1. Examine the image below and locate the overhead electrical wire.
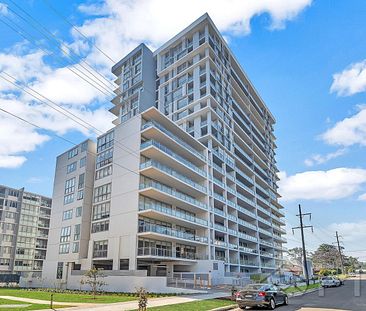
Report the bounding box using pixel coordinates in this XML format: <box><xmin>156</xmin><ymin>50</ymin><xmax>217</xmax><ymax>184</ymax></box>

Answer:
<box><xmin>39</xmin><ymin>0</ymin><xmax>116</xmax><ymax>63</ymax></box>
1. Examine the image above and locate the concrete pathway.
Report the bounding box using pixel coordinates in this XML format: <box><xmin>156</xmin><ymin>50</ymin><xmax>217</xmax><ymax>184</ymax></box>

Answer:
<box><xmin>0</xmin><ymin>296</ymin><xmax>97</xmax><ymax>306</ymax></box>
<box><xmin>53</xmin><ymin>292</ymin><xmax>228</xmax><ymax>311</ymax></box>
<box><xmin>0</xmin><ymin>304</ymin><xmax>31</xmax><ymax>310</ymax></box>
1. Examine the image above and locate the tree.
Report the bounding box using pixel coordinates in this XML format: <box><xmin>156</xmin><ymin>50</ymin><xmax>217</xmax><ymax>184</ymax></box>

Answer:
<box><xmin>313</xmin><ymin>244</ymin><xmax>340</xmax><ymax>270</ymax></box>
<box><xmin>136</xmin><ymin>287</ymin><xmax>147</xmax><ymax>311</ymax></box>
<box><xmin>288</xmin><ymin>247</ymin><xmax>311</xmax><ymax>266</ymax></box>
<box><xmin>80</xmin><ymin>267</ymin><xmax>107</xmax><ymax>299</ymax></box>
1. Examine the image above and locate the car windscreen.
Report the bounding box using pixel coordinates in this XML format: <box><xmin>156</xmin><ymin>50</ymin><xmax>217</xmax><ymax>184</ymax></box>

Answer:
<box><xmin>244</xmin><ymin>284</ymin><xmax>264</xmax><ymax>290</ymax></box>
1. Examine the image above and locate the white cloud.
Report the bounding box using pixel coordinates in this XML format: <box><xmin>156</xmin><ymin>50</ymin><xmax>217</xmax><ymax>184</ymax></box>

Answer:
<box><xmin>304</xmin><ymin>148</ymin><xmax>347</xmax><ymax>166</ymax></box>
<box><xmin>321</xmin><ymin>106</ymin><xmax>366</xmax><ymax>146</ymax></box>
<box><xmin>0</xmin><ymin>2</ymin><xmax>9</xmax><ymax>15</ymax></box>
<box><xmin>73</xmin><ymin>0</ymin><xmax>312</xmax><ymax>65</ymax></box>
<box><xmin>279</xmin><ymin>168</ymin><xmax>366</xmax><ymax>201</ymax></box>
<box><xmin>328</xmin><ymin>220</ymin><xmax>366</xmax><ymax>261</ymax></box>
<box><xmin>330</xmin><ymin>59</ymin><xmax>366</xmax><ymax>96</ymax></box>
<box><xmin>0</xmin><ymin>0</ymin><xmax>312</xmax><ymax>167</ymax></box>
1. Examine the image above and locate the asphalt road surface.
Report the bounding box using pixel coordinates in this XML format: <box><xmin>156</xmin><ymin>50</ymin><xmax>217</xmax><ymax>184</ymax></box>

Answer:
<box><xmin>234</xmin><ymin>279</ymin><xmax>366</xmax><ymax>311</ymax></box>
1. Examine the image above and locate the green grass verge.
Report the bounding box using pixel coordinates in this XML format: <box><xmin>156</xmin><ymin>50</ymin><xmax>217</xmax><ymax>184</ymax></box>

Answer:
<box><xmin>284</xmin><ymin>283</ymin><xmax>320</xmax><ymax>294</ymax></box>
<box><xmin>140</xmin><ymin>299</ymin><xmax>235</xmax><ymax>311</ymax></box>
<box><xmin>0</xmin><ymin>298</ymin><xmax>64</xmax><ymax>311</ymax></box>
<box><xmin>0</xmin><ymin>288</ymin><xmax>137</xmax><ymax>304</ymax></box>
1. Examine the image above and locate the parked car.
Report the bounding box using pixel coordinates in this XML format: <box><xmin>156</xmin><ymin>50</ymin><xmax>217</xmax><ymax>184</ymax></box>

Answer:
<box><xmin>336</xmin><ymin>277</ymin><xmax>344</xmax><ymax>285</ymax></box>
<box><xmin>236</xmin><ymin>284</ymin><xmax>288</xmax><ymax>310</ymax></box>
<box><xmin>320</xmin><ymin>276</ymin><xmax>341</xmax><ymax>287</ymax></box>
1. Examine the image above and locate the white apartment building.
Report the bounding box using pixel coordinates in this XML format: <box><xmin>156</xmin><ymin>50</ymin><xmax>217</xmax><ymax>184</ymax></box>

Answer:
<box><xmin>0</xmin><ymin>185</ymin><xmax>51</xmax><ymax>282</ymax></box>
<box><xmin>44</xmin><ymin>14</ymin><xmax>286</xmax><ymax>292</ymax></box>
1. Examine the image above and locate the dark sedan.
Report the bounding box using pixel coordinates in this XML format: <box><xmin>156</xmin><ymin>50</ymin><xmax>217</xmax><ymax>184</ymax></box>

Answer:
<box><xmin>236</xmin><ymin>284</ymin><xmax>288</xmax><ymax>310</ymax></box>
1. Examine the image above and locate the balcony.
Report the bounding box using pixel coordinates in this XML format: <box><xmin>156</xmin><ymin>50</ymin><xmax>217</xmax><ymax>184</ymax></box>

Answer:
<box><xmin>259</xmin><ymin>239</ymin><xmax>273</xmax><ymax>247</ymax></box>
<box><xmin>140</xmin><ymin>140</ymin><xmax>207</xmax><ymax>177</ymax></box>
<box><xmin>137</xmin><ymin>247</ymin><xmax>203</xmax><ymax>261</ymax></box>
<box><xmin>238</xmin><ymin>232</ymin><xmax>258</xmax><ymax>242</ymax></box>
<box><xmin>260</xmin><ymin>251</ymin><xmax>274</xmax><ymax>258</ymax></box>
<box><xmin>140</xmin><ymin>180</ymin><xmax>207</xmax><ymax>210</ymax></box>
<box><xmin>214</xmin><ymin>240</ymin><xmax>227</xmax><ymax>248</ymax></box>
<box><xmin>240</xmin><ymin>259</ymin><xmax>259</xmax><ymax>267</ymax></box>
<box><xmin>239</xmin><ymin>246</ymin><xmax>258</xmax><ymax>255</ymax></box>
<box><xmin>238</xmin><ymin>218</ymin><xmax>257</xmax><ymax>230</ymax></box>
<box><xmin>140</xmin><ymin>160</ymin><xmax>207</xmax><ymax>194</ymax></box>
<box><xmin>141</xmin><ymin>120</ymin><xmax>207</xmax><ymax>162</ymax></box>
<box><xmin>139</xmin><ymin>202</ymin><xmax>208</xmax><ymax>227</ymax></box>
<box><xmin>139</xmin><ymin>223</ymin><xmax>208</xmax><ymax>244</ymax></box>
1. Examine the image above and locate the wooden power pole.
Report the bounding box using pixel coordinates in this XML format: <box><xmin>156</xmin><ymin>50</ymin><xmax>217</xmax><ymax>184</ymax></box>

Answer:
<box><xmin>292</xmin><ymin>204</ymin><xmax>314</xmax><ymax>285</ymax></box>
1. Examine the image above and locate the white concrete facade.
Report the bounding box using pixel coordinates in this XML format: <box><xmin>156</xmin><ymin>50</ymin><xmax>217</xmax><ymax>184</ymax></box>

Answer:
<box><xmin>0</xmin><ymin>185</ymin><xmax>51</xmax><ymax>277</ymax></box>
<box><xmin>44</xmin><ymin>14</ymin><xmax>285</xmax><ymax>291</ymax></box>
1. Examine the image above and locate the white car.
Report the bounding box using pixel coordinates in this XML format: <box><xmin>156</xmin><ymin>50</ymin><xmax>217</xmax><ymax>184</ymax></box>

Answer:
<box><xmin>321</xmin><ymin>276</ymin><xmax>341</xmax><ymax>287</ymax></box>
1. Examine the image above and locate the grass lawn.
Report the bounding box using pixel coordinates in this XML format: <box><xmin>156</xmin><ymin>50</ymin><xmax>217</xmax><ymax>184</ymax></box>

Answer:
<box><xmin>0</xmin><ymin>298</ymin><xmax>62</xmax><ymax>311</ymax></box>
<box><xmin>284</xmin><ymin>283</ymin><xmax>320</xmax><ymax>294</ymax></box>
<box><xmin>0</xmin><ymin>288</ymin><xmax>137</xmax><ymax>304</ymax></box>
<box><xmin>142</xmin><ymin>299</ymin><xmax>235</xmax><ymax>311</ymax></box>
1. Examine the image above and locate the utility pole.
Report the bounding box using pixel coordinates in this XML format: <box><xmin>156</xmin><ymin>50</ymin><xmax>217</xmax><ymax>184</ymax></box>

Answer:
<box><xmin>335</xmin><ymin>231</ymin><xmax>344</xmax><ymax>274</ymax></box>
<box><xmin>292</xmin><ymin>204</ymin><xmax>314</xmax><ymax>286</ymax></box>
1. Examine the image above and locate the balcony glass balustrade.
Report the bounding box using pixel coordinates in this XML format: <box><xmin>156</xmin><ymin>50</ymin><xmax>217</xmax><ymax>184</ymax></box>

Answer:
<box><xmin>140</xmin><ymin>140</ymin><xmax>207</xmax><ymax>177</ymax></box>
<box><xmin>140</xmin><ymin>178</ymin><xmax>207</xmax><ymax>210</ymax></box>
<box><xmin>141</xmin><ymin>120</ymin><xmax>206</xmax><ymax>161</ymax></box>
<box><xmin>140</xmin><ymin>160</ymin><xmax>207</xmax><ymax>193</ymax></box>
<box><xmin>139</xmin><ymin>223</ymin><xmax>208</xmax><ymax>243</ymax></box>
<box><xmin>139</xmin><ymin>202</ymin><xmax>208</xmax><ymax>226</ymax></box>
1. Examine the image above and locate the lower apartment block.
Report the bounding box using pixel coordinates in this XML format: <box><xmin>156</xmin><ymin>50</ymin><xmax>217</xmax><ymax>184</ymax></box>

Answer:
<box><xmin>40</xmin><ymin>107</ymin><xmax>285</xmax><ymax>292</ymax></box>
<box><xmin>0</xmin><ymin>185</ymin><xmax>51</xmax><ymax>282</ymax></box>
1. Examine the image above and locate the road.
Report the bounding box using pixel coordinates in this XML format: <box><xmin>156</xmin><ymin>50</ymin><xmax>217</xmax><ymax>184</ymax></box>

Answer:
<box><xmin>237</xmin><ymin>279</ymin><xmax>366</xmax><ymax>311</ymax></box>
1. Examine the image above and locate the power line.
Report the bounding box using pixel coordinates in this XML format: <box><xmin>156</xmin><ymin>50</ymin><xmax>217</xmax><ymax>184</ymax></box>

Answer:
<box><xmin>0</xmin><ymin>16</ymin><xmax>110</xmax><ymax>96</ymax></box>
<box><xmin>292</xmin><ymin>204</ymin><xmax>314</xmax><ymax>286</ymax></box>
<box><xmin>0</xmin><ymin>72</ymin><xmax>140</xmax><ymax>158</ymax></box>
<box><xmin>335</xmin><ymin>231</ymin><xmax>344</xmax><ymax>273</ymax></box>
<box><xmin>39</xmin><ymin>0</ymin><xmax>116</xmax><ymax>63</ymax></box>
<box><xmin>0</xmin><ymin>108</ymin><xmax>140</xmax><ymax>176</ymax></box>
<box><xmin>4</xmin><ymin>0</ymin><xmax>115</xmax><ymax>95</ymax></box>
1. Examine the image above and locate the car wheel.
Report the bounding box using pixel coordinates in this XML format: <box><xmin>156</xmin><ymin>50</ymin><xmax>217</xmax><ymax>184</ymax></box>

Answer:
<box><xmin>268</xmin><ymin>298</ymin><xmax>276</xmax><ymax>310</ymax></box>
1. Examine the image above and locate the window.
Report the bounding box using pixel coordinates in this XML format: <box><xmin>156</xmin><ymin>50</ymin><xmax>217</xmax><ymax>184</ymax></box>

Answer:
<box><xmin>94</xmin><ymin>183</ymin><xmax>112</xmax><ymax>203</ymax></box>
<box><xmin>93</xmin><ymin>240</ymin><xmax>108</xmax><ymax>258</ymax></box>
<box><xmin>65</xmin><ymin>177</ymin><xmax>76</xmax><ymax>194</ymax></box>
<box><xmin>76</xmin><ymin>190</ymin><xmax>84</xmax><ymax>200</ymax></box>
<box><xmin>97</xmin><ymin>131</ymin><xmax>114</xmax><ymax>153</ymax></box>
<box><xmin>66</xmin><ymin>162</ymin><xmax>77</xmax><ymax>174</ymax></box>
<box><xmin>58</xmin><ymin>244</ymin><xmax>70</xmax><ymax>254</ymax></box>
<box><xmin>56</xmin><ymin>262</ymin><xmax>64</xmax><ymax>280</ymax></box>
<box><xmin>74</xmin><ymin>224</ymin><xmax>80</xmax><ymax>241</ymax></box>
<box><xmin>64</xmin><ymin>194</ymin><xmax>74</xmax><ymax>205</ymax></box>
<box><xmin>75</xmin><ymin>206</ymin><xmax>83</xmax><ymax>217</ymax></box>
<box><xmin>67</xmin><ymin>147</ymin><xmax>79</xmax><ymax>159</ymax></box>
<box><xmin>80</xmin><ymin>141</ymin><xmax>88</xmax><ymax>152</ymax></box>
<box><xmin>72</xmin><ymin>242</ymin><xmax>79</xmax><ymax>253</ymax></box>
<box><xmin>96</xmin><ymin>148</ymin><xmax>113</xmax><ymax>169</ymax></box>
<box><xmin>80</xmin><ymin>157</ymin><xmax>86</xmax><ymax>168</ymax></box>
<box><xmin>78</xmin><ymin>173</ymin><xmax>85</xmax><ymax>189</ymax></box>
<box><xmin>119</xmin><ymin>259</ymin><xmax>130</xmax><ymax>270</ymax></box>
<box><xmin>60</xmin><ymin>226</ymin><xmax>71</xmax><ymax>242</ymax></box>
<box><xmin>92</xmin><ymin>202</ymin><xmax>111</xmax><ymax>220</ymax></box>
<box><xmin>95</xmin><ymin>165</ymin><xmax>112</xmax><ymax>180</ymax></box>
<box><xmin>92</xmin><ymin>220</ymin><xmax>109</xmax><ymax>233</ymax></box>
<box><xmin>62</xmin><ymin>209</ymin><xmax>72</xmax><ymax>220</ymax></box>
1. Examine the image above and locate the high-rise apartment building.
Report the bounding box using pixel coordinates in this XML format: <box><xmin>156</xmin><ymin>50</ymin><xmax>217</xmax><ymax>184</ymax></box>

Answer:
<box><xmin>0</xmin><ymin>185</ymin><xmax>51</xmax><ymax>277</ymax></box>
<box><xmin>45</xmin><ymin>14</ymin><xmax>285</xmax><ymax>291</ymax></box>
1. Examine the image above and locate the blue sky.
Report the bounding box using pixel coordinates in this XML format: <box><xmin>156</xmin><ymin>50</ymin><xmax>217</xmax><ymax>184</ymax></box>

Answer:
<box><xmin>0</xmin><ymin>0</ymin><xmax>366</xmax><ymax>260</ymax></box>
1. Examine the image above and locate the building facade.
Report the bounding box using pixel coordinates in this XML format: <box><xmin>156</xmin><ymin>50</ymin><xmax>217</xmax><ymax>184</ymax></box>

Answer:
<box><xmin>46</xmin><ymin>14</ymin><xmax>286</xmax><ymax>292</ymax></box>
<box><xmin>0</xmin><ymin>185</ymin><xmax>51</xmax><ymax>277</ymax></box>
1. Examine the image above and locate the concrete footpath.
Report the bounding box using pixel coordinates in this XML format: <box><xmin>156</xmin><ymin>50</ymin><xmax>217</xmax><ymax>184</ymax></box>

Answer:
<box><xmin>0</xmin><ymin>292</ymin><xmax>228</xmax><ymax>311</ymax></box>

◇ ◇ ◇

__REQUIREMENT__. Reproduce the lines word for word, starting at the one holding "1. Examine the image above and locate the high-rise" and ending at the final line of the material above.

__RESPONSE TO THE TASK__.
1. Examine the image above and locate the high-rise apartment building.
Report the bounding box using pixel coordinates in this XML format: <box><xmin>156</xmin><ymin>50</ymin><xmax>217</xmax><ymax>184</ymax></box>

Answer:
<box><xmin>0</xmin><ymin>185</ymin><xmax>51</xmax><ymax>277</ymax></box>
<box><xmin>45</xmin><ymin>14</ymin><xmax>285</xmax><ymax>291</ymax></box>
1. Examine the image above and locate the blue sky.
Report the bounding box using pixel coordinates in this XML format: <box><xmin>156</xmin><ymin>50</ymin><xmax>217</xmax><ymax>184</ymax></box>

Answer:
<box><xmin>0</xmin><ymin>0</ymin><xmax>366</xmax><ymax>260</ymax></box>
1. Examine the image above and locate the building facade.
Report the bounding box using pixel coordinates in this XML format: <box><xmin>156</xmin><ymin>50</ymin><xmax>217</xmax><ymax>184</ymax></box>

Answer:
<box><xmin>46</xmin><ymin>14</ymin><xmax>286</xmax><ymax>292</ymax></box>
<box><xmin>0</xmin><ymin>185</ymin><xmax>51</xmax><ymax>277</ymax></box>
1. Examine the image above and locate the concrete footpath.
Report the bounding box using pixel coordinates in this XML format: <box><xmin>156</xmin><ymin>50</ymin><xmax>217</xmax><ymax>184</ymax></box>

Answer:
<box><xmin>0</xmin><ymin>292</ymin><xmax>228</xmax><ymax>311</ymax></box>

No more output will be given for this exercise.